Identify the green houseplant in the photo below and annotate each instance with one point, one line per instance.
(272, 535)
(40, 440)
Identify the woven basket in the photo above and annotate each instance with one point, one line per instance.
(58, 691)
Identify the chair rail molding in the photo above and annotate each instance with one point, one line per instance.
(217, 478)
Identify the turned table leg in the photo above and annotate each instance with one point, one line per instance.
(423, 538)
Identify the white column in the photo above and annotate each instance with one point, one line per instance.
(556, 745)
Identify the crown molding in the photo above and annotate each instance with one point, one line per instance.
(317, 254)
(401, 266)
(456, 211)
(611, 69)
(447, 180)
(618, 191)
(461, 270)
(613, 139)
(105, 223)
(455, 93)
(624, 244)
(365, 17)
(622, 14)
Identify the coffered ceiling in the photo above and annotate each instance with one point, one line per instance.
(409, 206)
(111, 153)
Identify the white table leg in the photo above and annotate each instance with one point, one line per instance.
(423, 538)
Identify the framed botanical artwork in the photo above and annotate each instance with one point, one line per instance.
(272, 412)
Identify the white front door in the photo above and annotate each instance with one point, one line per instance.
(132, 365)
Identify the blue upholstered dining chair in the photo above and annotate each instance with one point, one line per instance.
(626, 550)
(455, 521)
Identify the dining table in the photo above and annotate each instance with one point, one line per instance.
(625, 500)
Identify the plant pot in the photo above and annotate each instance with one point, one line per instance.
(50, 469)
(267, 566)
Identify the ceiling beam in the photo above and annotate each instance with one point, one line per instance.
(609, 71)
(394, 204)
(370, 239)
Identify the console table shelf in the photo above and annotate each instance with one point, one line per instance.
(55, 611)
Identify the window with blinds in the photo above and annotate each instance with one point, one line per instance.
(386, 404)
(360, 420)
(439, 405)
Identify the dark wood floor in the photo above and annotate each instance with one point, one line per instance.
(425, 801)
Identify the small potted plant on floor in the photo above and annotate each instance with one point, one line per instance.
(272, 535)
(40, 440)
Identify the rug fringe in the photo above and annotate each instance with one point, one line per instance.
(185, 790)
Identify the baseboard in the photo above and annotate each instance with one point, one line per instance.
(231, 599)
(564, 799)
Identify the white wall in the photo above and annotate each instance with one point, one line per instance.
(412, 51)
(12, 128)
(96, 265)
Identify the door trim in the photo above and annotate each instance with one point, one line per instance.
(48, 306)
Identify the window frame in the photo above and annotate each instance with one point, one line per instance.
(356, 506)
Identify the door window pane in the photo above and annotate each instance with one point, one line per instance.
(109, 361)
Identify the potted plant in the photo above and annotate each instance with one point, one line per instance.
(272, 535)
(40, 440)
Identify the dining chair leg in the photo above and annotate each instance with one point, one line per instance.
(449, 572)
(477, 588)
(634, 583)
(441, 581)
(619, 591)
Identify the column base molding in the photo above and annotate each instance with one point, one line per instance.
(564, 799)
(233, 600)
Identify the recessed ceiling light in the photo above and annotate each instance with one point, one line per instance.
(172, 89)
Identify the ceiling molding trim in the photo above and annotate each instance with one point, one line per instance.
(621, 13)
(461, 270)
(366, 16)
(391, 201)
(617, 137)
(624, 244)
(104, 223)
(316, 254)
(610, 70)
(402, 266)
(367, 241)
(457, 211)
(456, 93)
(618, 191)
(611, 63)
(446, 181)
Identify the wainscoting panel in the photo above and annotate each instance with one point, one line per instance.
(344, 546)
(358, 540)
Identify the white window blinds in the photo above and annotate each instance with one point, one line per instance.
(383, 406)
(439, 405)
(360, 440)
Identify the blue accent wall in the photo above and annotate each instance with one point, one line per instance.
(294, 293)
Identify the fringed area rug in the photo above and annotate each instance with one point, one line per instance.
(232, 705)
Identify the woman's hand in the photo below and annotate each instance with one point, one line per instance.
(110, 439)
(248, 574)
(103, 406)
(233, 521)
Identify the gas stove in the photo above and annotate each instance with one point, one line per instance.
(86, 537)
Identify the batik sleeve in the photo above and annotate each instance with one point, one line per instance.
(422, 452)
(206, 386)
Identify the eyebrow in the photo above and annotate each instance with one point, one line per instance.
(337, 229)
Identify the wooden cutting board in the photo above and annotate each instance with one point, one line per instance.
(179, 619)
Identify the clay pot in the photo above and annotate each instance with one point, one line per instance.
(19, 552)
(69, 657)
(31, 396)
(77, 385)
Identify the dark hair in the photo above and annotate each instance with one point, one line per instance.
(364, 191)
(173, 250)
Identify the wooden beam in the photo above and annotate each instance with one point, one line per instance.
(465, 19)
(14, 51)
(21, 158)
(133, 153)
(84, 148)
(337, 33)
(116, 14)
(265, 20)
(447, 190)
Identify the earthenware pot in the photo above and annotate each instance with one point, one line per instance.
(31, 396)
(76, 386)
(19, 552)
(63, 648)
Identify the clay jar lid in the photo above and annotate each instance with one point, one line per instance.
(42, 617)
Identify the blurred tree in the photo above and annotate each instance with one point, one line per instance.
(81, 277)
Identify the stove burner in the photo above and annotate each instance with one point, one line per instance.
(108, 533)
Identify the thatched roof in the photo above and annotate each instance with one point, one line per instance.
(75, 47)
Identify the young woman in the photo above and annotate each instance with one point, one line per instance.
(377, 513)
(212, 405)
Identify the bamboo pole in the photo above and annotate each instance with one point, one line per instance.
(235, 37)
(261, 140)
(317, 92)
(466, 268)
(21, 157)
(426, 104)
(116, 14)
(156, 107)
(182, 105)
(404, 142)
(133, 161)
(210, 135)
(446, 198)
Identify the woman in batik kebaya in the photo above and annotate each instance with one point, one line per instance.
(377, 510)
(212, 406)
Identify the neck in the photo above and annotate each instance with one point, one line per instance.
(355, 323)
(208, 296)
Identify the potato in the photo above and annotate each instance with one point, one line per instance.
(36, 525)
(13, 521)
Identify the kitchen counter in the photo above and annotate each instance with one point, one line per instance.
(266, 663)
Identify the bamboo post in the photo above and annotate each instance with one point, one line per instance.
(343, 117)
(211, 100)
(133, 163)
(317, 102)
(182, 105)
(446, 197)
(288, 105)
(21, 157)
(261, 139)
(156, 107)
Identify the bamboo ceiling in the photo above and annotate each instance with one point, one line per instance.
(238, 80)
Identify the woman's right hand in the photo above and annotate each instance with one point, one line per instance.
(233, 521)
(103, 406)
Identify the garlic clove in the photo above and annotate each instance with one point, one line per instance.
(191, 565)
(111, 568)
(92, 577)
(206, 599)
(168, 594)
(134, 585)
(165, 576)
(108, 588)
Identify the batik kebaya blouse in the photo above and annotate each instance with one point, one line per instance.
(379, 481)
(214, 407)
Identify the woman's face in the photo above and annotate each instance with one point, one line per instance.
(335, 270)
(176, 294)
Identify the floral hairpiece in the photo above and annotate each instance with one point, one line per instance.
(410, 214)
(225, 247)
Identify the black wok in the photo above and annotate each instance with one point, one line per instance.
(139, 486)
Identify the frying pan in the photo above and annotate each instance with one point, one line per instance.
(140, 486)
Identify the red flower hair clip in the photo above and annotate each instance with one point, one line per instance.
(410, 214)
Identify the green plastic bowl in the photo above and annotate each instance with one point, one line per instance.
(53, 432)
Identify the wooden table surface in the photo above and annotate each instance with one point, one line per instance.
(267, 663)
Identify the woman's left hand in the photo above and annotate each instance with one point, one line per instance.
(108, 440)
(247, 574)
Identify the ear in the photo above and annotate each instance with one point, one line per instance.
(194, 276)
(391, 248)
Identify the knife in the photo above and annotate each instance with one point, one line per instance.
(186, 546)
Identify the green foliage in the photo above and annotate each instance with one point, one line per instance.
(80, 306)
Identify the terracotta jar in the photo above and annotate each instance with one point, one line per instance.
■ ■ ■ ■
== Assigned task ==
Your response must consist of all the records, retyped exactly.

== Result for this task ==
Identify the green houseplant in the photo below and annotate each instance with one point, one line per instance.
(272, 535)
(40, 440)
Identify the woven basket in the photo above and annotate each instance with one point, one line per instance.
(58, 691)
Identify the chair rail molding in the photo above and annotate each instance with one point, one line per instance.
(217, 478)
Identify the turned table leg in the photo above and annotate each instance with one point, one line per instance.
(423, 538)
Identify the white column in the photo above and annotate each instance with one point, one line per instance.
(556, 745)
Identify the crown molding in the photo above and annotate each instance with one point, one line per instance.
(317, 254)
(401, 266)
(456, 211)
(611, 69)
(447, 180)
(618, 191)
(461, 270)
(613, 139)
(105, 223)
(455, 93)
(624, 244)
(365, 17)
(622, 14)
Identify the coffered ceiling in the photo above and annotate each instance with one point, one line per instance.
(409, 206)
(111, 153)
Identify the white table leg in the photo above and annotate each instance with one point, one line per instance.
(423, 538)
Identify the framed botanical artwork in the photo above and annotate each instance with one point, one line per instance.
(272, 412)
Identify the white front door in the photo above and annotate each instance with one point, one line per instance.
(132, 365)
Identify the blue upholstered dining chair in the photo above and annotate each instance with one point, one line per instance.
(626, 550)
(455, 521)
Identify the dining table in the photo above and annotate each instance with one point, one line per instance.
(625, 500)
Identify the plant pot in the photo above and annotate each instance with one point, one line per instance.
(50, 469)
(267, 566)
Identify the ceiling beam in the photo above and annotate each instance with one point, one line per instance.
(609, 71)
(394, 204)
(370, 239)
Identify the console table shelf in the photo above and annotate each instance with one point, one line per instance.
(55, 611)
Identify the window with blinds in the photo above and annotate each instance with one point, one line per instance.
(386, 404)
(360, 420)
(439, 405)
Identify the dark wood floor in the photo above and annotate each instance with one point, one line per instance.
(425, 801)
Identify the small potted plant on floor in the photo above and annotate each instance with one point, one line per instance.
(272, 535)
(40, 440)
Identify the rug fringe in the photo above and annotate each instance with one point, one line per instance.
(185, 790)
Identify the baseboard in the photo above and annotate each instance with one point, one line per instance.
(231, 599)
(564, 799)
Identify the white wall in the photo above and annotate each instance with one point, one line per instance.
(412, 51)
(12, 128)
(96, 265)
Identify the door trim in the photo above and annotate each instance with one point, one line per instance.
(48, 306)
Identify the window frame in the photo above and annotate each instance with one point, one line per instance.
(356, 506)
Identify the door window pane in the photo above and annotate each instance with one point, one line per instance.
(109, 361)
Identify the potted plant in the photo above and annotate each instance with one point, one line per instance.
(272, 535)
(40, 440)
Identify the dining chair leg in the photo above and annotate each instance with one point, one line per instance.
(449, 572)
(477, 588)
(634, 583)
(441, 581)
(619, 591)
Identify the column base molding in the photo above and annotate each instance with one point, one line per instance.
(564, 799)
(233, 600)
Identify the recessed ceiling light in the photo above and annotate each instance with one point, one line per instance.
(172, 89)
Identify the ceiling molding trim in the photo above and annotate each instance with one point, one line per instance.
(621, 13)
(461, 270)
(366, 16)
(391, 201)
(617, 137)
(624, 244)
(104, 223)
(316, 254)
(610, 70)
(402, 266)
(367, 241)
(457, 211)
(456, 93)
(618, 191)
(611, 63)
(446, 181)
Identify the wainscoting panel in the photo above and annotate each instance with one point, one line per instance.
(344, 546)
(358, 540)
Identify the white window blinds in the photo above and annotate each instance with one point, one line per instance.
(383, 406)
(439, 405)
(360, 440)
Identify the blue accent wall in the photo above and annotate each instance with one point, one line per instance.
(294, 293)
Identify the fringed area rug in the photo above and annotate each instance with one point, one line per instance.
(232, 705)
Identify the woman's hand in the photo below and annotate each instance with one point, one line per instance.
(110, 439)
(248, 574)
(103, 406)
(233, 521)
Identify the gas stove in the photo above and annotate each instance with one point, one line per instance.
(86, 537)
Identify the batik sleeve in the photo above and annotate each instance with one point, one line per instance.
(422, 452)
(206, 386)
Identify the eyebrow in the photo above and annotate each instance with one point, one line per instance.
(337, 229)
Identify the wooden cutting board in the photo above and annotate each instance with one point, one line per instance.
(179, 619)
Identify the clay pot in the photo above and annotate each instance with one point, one line per instance.
(19, 552)
(69, 657)
(31, 396)
(77, 385)
Identify the dark hair in the photo above and annotate each instance with one point, one line per instance.
(364, 191)
(173, 250)
Identify the wooden beam in the photo above and annotate each instance with one point, one line per instance.
(465, 19)
(14, 51)
(21, 158)
(133, 153)
(84, 148)
(337, 33)
(116, 14)
(265, 20)
(447, 190)
Identify the earthenware pot in the photo above and annotate each instance with one point, one line per instance.
(31, 396)
(76, 386)
(19, 552)
(63, 648)
Identify the clay jar lid in the photo above and annotate each instance with one point, one line per instance.
(42, 617)
Identify the blurred tree in the photo above and annotate each instance with one point, one line per instance.
(81, 277)
Identify the stove burner in the photo above and annotate each instance with one point, one line per instance.
(108, 533)
Identify the thatched roof in the photo above and annotate each instance with one point, one line per instance.
(75, 47)
Identify the young woman in the photo above and annotate each instance with one point, one line per instance.
(377, 513)
(212, 405)
Identify the bamboo pole in the photo above and annotate each instance with one point, one line per instance.
(235, 37)
(261, 140)
(317, 92)
(466, 268)
(21, 157)
(426, 104)
(116, 14)
(156, 107)
(182, 105)
(404, 142)
(133, 161)
(210, 135)
(446, 198)
Identify the woman in batik kebaya in the photo above and annotate each instance with one point, one line per instance.
(377, 510)
(212, 406)
Identify the neck in the photo above and annotate each instance with one point, one line per instance.
(355, 323)
(208, 296)
Identify the potato in the photo above and annotate each instance with one point, one line per instance.
(36, 525)
(13, 521)
Identify the kitchen counter in the photo above and annotate each instance with one point, one line per instance.
(266, 663)
Identify the bamboo post in the photo above and annotate each instance with one point, one line per instance.
(343, 117)
(211, 100)
(133, 163)
(317, 102)
(182, 105)
(446, 197)
(288, 105)
(21, 157)
(261, 139)
(156, 107)
Identify the bamboo ceiling in the photo above and annotate each instance with one point, one line per instance.
(238, 80)
Identify the woman's right hand in the photo above and annotate each instance with one point, one line per instance.
(233, 521)
(103, 406)
Identify the garlic clove in the photo above and annotate each instance with one point, one line per instance.
(191, 565)
(111, 568)
(92, 577)
(206, 599)
(168, 594)
(134, 585)
(165, 576)
(108, 588)
Identify the batik kebaya blouse in the photo above and annotate each instance with one point, one line per instance.
(379, 481)
(214, 407)
Identify the woman's face in the photo above and annotate each instance with one point, one line per instance.
(335, 270)
(176, 294)
Identify the floral hairpiece in the photo above and annotate each instance with one point, one line per instance.
(410, 214)
(225, 247)
Identify the black wok in the photo above and annotate each instance with one point, one line per instance.
(139, 486)
Identify the frying pan in the photo above and annotate each instance with one point, one line per instance.
(140, 486)
Identify the red flower hair clip in the photo above and annotate each instance with one point, one line per instance.
(410, 214)
Identify the green plastic bowl in the photo above and annotate each instance with one point, one line per instance.
(53, 432)
Identify the wooden table surface in the photo above and annotate each instance with one point, one line per instance.
(267, 663)
Identify the woman's left hand in the photo above and annotate each instance with one point, one line per instance.
(108, 440)
(247, 574)
Identify the ear in the photo above and annotate each instance with one point, one line per instance.
(194, 276)
(391, 248)
Identify the knife in the photo above and annotate each instance with one point, one line per instance.
(186, 546)
Identify the green foliage in the photo above and annotate each instance with one point, one line per instance.
(80, 306)
Identify the terracotta jar in the photo above and annotate each instance with one point, one line per instance.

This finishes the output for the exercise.